Provided data Start Marker

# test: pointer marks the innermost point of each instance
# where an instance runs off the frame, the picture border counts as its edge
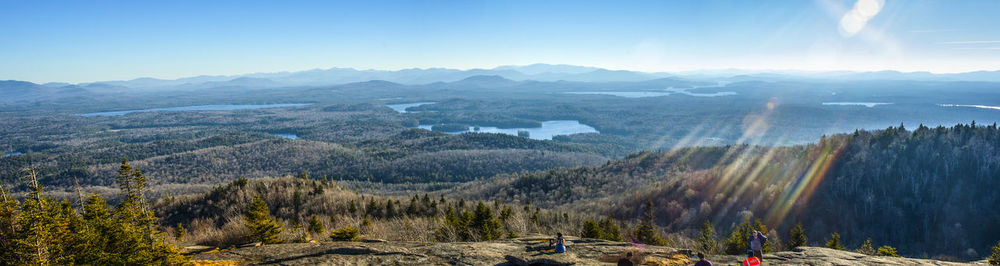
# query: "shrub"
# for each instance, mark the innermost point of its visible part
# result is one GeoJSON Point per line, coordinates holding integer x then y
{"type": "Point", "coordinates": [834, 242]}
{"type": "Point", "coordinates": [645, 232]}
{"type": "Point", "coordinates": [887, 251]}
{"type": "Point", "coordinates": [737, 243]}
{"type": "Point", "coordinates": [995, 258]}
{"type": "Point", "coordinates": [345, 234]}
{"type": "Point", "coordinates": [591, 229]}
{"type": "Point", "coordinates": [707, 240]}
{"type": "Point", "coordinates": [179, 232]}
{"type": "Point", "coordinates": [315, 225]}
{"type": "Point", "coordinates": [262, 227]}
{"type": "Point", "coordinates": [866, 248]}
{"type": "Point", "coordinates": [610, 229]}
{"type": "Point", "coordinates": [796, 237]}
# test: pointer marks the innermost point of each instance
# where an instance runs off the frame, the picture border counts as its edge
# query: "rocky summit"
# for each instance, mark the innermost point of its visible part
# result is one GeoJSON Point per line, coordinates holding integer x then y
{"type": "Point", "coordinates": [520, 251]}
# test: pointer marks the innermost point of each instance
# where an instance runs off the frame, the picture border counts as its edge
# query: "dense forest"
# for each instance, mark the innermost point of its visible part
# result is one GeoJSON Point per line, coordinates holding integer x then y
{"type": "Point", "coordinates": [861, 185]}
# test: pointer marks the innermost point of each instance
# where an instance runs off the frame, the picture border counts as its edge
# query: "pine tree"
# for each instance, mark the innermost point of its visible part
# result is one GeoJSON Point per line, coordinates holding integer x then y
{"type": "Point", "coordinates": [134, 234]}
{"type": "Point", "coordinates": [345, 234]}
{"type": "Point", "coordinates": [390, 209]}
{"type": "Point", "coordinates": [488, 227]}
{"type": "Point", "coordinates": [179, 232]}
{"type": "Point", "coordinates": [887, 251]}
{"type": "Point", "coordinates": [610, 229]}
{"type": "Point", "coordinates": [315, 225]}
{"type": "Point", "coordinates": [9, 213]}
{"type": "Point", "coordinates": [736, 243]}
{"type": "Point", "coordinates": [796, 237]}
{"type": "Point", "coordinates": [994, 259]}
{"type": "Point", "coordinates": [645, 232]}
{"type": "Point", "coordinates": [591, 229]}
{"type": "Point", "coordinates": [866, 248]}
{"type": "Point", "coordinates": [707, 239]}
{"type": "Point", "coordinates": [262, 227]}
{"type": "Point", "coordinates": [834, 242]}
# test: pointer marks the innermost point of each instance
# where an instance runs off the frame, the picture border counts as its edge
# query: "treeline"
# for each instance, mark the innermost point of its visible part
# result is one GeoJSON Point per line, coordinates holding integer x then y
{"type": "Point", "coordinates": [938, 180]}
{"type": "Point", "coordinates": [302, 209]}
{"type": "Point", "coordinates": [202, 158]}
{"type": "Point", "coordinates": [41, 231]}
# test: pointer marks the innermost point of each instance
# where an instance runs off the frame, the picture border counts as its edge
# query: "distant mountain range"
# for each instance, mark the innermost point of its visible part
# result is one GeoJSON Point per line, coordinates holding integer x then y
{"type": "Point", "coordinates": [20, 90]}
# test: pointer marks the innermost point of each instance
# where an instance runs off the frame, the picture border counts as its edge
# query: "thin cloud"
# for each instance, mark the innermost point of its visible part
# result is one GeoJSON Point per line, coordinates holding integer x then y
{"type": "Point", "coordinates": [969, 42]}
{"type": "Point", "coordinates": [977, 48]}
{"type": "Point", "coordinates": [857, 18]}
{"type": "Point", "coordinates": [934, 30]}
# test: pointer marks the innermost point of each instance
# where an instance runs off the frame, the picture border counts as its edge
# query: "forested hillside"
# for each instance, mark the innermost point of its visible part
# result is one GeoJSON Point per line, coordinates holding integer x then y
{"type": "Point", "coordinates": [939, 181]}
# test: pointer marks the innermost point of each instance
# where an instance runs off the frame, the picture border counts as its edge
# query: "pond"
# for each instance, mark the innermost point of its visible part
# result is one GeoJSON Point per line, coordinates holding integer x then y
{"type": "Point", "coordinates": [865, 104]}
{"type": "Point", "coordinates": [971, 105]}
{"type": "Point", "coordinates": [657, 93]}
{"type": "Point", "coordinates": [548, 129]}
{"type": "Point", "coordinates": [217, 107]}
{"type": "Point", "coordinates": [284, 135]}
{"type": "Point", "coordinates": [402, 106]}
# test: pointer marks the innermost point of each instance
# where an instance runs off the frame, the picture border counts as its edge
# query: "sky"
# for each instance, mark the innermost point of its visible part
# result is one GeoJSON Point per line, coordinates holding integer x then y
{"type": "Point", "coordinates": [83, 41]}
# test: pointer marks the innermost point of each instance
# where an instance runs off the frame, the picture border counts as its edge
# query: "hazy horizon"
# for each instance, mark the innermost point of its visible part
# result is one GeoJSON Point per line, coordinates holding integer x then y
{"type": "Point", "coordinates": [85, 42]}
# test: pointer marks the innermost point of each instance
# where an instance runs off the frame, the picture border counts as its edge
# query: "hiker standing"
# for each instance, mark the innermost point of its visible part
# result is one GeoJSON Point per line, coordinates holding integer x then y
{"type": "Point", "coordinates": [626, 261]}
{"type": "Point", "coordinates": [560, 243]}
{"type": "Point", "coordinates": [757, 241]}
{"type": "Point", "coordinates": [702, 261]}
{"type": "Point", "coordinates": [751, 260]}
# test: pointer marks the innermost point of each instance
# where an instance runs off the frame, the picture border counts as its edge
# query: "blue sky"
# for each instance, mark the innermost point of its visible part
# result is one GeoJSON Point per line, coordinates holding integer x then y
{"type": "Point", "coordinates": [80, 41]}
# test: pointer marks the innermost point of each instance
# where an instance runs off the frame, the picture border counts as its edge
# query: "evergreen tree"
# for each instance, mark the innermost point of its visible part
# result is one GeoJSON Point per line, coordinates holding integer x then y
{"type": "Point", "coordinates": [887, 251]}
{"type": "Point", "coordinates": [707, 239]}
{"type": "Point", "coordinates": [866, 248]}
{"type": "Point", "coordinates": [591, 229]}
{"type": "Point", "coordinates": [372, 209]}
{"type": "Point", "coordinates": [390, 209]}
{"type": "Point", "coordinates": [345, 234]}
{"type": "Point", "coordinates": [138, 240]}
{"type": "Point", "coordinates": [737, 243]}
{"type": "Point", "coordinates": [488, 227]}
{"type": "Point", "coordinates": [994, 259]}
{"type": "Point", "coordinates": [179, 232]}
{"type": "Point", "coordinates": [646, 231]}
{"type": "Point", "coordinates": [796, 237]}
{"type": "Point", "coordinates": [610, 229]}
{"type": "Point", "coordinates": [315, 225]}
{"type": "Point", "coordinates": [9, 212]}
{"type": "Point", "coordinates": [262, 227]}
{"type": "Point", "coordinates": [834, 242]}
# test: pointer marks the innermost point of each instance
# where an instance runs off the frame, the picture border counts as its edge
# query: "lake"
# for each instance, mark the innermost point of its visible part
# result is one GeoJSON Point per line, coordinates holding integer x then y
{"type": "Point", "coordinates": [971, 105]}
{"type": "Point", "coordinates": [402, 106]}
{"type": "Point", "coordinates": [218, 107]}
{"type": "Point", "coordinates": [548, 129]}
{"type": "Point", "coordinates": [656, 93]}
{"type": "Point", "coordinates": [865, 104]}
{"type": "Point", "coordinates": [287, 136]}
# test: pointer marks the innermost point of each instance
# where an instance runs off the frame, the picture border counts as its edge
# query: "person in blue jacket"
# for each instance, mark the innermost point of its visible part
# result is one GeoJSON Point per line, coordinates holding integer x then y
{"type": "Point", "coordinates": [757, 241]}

Provided data End Marker
Provided data Start Marker

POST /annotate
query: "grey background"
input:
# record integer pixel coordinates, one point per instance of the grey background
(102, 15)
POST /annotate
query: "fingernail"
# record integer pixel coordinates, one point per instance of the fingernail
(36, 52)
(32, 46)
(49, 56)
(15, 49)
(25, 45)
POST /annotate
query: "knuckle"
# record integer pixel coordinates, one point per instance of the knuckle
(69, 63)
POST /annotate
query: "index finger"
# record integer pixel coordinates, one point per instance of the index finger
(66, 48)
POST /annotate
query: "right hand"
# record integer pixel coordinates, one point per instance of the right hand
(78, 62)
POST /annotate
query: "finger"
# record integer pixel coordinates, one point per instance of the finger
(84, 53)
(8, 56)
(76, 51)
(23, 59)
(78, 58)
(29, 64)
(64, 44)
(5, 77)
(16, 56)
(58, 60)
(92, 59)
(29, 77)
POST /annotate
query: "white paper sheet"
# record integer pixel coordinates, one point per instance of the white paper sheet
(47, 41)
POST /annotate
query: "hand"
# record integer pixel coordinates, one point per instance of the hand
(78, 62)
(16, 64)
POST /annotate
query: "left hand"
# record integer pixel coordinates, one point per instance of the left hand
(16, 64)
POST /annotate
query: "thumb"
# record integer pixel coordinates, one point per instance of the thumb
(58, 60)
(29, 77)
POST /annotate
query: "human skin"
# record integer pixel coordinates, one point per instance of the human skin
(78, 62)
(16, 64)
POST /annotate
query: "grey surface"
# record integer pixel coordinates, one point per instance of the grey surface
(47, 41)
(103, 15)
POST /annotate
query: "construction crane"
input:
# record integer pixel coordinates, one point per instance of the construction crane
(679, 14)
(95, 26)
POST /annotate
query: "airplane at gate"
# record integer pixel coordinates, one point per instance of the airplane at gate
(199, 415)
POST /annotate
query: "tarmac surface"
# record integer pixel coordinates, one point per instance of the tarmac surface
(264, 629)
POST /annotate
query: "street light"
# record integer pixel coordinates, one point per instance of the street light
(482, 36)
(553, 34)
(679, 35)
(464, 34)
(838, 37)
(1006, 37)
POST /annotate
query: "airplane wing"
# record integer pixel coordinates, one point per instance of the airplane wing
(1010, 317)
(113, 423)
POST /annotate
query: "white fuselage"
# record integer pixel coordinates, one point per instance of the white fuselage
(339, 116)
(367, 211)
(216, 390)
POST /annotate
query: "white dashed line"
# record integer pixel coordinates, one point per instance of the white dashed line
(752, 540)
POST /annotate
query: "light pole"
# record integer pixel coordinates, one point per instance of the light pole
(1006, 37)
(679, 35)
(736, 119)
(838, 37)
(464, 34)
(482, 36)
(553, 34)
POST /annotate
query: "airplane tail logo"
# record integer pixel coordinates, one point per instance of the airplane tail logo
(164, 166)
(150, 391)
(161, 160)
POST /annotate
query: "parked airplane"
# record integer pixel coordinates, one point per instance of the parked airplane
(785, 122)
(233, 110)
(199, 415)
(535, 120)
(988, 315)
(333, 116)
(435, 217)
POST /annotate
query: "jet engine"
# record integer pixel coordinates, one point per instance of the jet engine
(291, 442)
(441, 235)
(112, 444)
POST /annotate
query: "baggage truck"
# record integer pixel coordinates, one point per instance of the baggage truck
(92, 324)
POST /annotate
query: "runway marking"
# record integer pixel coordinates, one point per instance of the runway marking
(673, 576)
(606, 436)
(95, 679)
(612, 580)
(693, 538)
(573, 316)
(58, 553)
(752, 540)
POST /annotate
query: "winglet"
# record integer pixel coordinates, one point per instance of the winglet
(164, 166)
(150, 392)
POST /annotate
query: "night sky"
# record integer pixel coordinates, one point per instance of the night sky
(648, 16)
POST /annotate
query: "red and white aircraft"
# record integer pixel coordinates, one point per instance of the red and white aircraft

Provided data End Marker

→ **Task**
Using the entries above, give again exactly the lines from the line holding "the parked airplane" through the line holding "the red and white aircraft". Include both end lines and nothing else.

→ **Output below**
# record integer pixel coordinates, one point per instance of the parked airplane
(785, 122)
(233, 110)
(199, 415)
(535, 120)
(988, 315)
(333, 116)
(435, 217)
POST /annotate
query: "jet engine"
# record integer pixel coordinates, one point per instance of the jet engine
(291, 442)
(441, 235)
(112, 444)
POST /annotate
query: "baggage truck"
# record integer pixel coordinates, one point per instance of the baggage truck
(92, 324)
POST /annotate
query: "runway marking"
# record integer pixel coordinates, one point per instance of the runway marking
(673, 576)
(606, 436)
(95, 679)
(612, 580)
(693, 538)
(573, 316)
(58, 553)
(752, 540)
POST /annotate
query: "winglet"
# record integer pixel coordinates, one point per instance of the winglet
(164, 166)
(150, 392)
POST /annotate
query: "night sky"
# record integer pixel coordinates, one point per instance of the night sky
(648, 16)
POST /annotate
query: "red and white aircraft"
# record integer pixel coordinates, one point per instance of the red and white aircraft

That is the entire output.